[Natural language region descriptions]
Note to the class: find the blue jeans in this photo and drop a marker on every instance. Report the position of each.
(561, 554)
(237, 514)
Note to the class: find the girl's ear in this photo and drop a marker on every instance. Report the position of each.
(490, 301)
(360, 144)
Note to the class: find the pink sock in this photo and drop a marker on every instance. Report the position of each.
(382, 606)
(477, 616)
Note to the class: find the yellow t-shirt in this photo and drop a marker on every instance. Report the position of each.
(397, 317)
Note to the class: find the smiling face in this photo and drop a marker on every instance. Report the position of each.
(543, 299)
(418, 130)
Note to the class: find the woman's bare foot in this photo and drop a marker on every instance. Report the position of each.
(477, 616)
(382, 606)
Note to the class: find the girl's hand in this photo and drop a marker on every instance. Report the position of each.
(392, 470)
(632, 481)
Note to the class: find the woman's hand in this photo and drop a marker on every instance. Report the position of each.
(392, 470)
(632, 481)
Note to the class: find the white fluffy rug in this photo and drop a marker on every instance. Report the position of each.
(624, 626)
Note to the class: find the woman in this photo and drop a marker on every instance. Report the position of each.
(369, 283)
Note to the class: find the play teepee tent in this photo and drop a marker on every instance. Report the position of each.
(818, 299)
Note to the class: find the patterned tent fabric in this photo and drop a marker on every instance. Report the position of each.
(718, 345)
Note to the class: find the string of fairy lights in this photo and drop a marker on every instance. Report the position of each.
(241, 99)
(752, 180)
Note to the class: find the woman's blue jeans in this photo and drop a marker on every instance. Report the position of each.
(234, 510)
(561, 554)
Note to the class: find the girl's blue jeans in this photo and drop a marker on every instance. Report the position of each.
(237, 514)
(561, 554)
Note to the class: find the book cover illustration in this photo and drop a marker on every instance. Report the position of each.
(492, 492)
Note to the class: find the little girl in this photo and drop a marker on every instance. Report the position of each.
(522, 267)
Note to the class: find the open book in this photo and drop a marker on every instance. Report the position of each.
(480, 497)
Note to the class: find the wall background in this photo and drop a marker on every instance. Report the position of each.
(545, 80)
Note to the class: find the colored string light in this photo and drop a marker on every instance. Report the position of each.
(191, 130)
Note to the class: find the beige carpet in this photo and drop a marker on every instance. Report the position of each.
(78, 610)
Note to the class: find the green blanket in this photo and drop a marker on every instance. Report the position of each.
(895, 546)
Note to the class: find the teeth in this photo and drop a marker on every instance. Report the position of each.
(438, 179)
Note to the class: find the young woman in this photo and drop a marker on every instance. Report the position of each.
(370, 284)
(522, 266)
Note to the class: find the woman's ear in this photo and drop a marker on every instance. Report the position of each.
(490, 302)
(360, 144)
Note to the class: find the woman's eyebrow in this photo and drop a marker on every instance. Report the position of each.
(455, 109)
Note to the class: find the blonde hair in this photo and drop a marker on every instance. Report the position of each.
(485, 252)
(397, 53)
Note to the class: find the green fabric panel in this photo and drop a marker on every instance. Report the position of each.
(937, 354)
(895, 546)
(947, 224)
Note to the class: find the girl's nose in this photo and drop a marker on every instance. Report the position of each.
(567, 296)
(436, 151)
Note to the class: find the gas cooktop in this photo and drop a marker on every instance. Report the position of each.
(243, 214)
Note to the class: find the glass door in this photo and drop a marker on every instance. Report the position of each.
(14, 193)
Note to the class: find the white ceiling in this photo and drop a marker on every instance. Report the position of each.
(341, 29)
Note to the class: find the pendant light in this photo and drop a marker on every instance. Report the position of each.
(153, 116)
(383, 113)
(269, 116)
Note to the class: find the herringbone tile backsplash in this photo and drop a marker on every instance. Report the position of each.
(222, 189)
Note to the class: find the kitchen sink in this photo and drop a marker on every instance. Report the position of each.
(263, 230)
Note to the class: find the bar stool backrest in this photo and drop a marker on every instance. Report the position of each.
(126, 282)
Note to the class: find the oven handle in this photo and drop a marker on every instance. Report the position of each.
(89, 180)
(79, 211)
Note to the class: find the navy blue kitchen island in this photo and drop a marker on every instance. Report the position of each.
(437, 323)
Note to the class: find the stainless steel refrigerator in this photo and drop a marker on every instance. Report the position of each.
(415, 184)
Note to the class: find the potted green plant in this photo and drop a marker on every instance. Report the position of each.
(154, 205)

WORK INSTRUCTION: A verbatim transcription is required of the lines from the one with "Note to the class: find the navy" through the final line of the entries above, and of nothing else.

RESULT OF THIS EXERCISE:
Note to the class: find the navy blue kitchen island in this photo and drop a marker on every instance. Report the position of each.
(437, 323)
Note to the class: find the stainless steel refrigerator in this photo and drop a marker on every instance. Report the position of each.
(415, 184)
Note to the class: find the potted green plant in this photo and drop a marker on every instance. Report the position of each.
(154, 205)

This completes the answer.